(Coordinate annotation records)
━━━━

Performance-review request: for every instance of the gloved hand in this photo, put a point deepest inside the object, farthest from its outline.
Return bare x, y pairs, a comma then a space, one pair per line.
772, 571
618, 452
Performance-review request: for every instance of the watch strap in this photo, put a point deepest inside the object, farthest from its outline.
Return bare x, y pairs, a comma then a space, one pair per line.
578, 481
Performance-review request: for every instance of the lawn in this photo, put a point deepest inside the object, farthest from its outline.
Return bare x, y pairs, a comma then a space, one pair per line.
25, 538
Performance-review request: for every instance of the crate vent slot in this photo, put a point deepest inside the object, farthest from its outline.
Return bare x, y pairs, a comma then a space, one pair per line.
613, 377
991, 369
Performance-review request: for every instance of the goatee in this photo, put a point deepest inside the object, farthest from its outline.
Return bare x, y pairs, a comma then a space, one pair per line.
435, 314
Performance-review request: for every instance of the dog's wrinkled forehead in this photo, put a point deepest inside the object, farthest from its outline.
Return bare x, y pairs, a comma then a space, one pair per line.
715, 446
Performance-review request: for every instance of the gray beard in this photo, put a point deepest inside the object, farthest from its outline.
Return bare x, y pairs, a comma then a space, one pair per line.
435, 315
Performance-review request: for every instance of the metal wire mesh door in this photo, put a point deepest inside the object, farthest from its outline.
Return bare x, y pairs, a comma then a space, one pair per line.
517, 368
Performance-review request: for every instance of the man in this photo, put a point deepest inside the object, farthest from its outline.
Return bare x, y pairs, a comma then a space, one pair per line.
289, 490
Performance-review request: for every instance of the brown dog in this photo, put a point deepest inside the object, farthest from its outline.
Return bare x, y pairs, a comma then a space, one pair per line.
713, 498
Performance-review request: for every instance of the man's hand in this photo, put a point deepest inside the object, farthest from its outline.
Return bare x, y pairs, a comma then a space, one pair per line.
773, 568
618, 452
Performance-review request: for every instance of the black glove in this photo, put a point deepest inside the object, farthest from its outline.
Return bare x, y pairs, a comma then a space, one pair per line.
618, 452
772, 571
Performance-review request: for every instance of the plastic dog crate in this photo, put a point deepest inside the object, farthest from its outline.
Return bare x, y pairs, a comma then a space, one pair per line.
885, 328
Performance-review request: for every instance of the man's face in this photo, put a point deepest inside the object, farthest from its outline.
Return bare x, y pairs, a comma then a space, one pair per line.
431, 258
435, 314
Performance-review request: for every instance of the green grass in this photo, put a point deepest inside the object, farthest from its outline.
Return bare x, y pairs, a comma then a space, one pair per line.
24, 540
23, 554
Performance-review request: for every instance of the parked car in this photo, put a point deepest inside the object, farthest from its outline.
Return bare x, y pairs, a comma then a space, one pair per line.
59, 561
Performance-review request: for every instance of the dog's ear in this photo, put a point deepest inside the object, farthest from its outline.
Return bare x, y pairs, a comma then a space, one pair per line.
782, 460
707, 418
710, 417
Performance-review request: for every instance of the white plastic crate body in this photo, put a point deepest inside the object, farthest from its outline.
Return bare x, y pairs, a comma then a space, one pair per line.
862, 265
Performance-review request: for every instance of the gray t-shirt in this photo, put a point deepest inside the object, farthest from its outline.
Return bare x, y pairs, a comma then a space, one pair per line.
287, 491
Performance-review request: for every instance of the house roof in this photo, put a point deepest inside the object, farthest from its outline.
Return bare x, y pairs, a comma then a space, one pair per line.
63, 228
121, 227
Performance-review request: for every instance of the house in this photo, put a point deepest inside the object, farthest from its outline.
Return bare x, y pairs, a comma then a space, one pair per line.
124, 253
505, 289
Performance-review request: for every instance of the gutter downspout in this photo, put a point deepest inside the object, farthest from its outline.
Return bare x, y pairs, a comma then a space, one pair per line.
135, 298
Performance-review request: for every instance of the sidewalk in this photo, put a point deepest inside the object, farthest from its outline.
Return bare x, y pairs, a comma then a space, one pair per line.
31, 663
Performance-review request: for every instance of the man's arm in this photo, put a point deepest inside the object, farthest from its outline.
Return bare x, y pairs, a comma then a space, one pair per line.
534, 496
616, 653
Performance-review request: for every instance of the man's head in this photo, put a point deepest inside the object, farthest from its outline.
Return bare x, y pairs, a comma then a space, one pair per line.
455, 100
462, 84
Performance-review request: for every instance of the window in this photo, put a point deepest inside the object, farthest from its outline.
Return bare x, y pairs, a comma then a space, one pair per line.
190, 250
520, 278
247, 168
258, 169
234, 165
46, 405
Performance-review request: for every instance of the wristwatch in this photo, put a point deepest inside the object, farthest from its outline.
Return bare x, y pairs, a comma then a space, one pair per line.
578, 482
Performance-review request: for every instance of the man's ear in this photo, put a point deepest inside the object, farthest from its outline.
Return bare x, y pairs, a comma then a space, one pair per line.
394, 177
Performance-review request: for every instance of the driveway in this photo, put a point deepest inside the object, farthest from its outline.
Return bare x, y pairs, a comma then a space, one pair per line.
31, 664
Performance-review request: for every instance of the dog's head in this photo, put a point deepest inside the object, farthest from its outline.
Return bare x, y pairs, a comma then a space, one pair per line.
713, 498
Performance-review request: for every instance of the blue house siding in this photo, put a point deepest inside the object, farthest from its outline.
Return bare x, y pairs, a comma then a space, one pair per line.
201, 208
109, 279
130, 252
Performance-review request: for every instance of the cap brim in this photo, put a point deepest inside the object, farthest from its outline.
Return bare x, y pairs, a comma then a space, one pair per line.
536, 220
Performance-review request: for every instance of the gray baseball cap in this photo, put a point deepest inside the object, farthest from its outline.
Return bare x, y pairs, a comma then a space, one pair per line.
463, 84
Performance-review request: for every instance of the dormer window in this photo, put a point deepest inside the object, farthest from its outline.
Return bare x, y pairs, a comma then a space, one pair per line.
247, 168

━━━━

• Task details
Reproduce every line of the listing above, from the line containing "Performance-review request: for every instance of the dog's head" through the end of the listing, both ends included, with each request unchanged and every x and y coordinate in the answers multiplied by 1.05 and rounded to the nearest whole number, with halves rounded up.

• Task response
Performance-review request: for every instance of the dog's head in this photo, put a point deepest inside the object, farthest from its outline.
Return bare x, y pairs, a comma then a space, one pair per line.
749, 523
Performance-review request: for every instance of the blue house siding in this photo, put a point deepest inside the object, farthest from its outline.
Return bare x, y pairs, a comma then a space, one pair per line.
211, 218
114, 293
137, 265
Performance-review request: for every instance of the cap brim in this photo, put a point deepest inside the object, farthest from its outline.
Return bare x, y pairs, a comma then a space, one pair per line.
563, 231
Performance-review request: for every instance of the gray baseball cap in this photo, put a point deepest inside the object, farthest from its outline.
Return bare x, y pairs, a comma then a space, one pair per line.
486, 88
Performance-review request: for every instance of the dormer window in this photo, put a point deepest inside the object, farthest from its outline.
Return bare x, y pairs, a comma then a space, one pair per line.
259, 176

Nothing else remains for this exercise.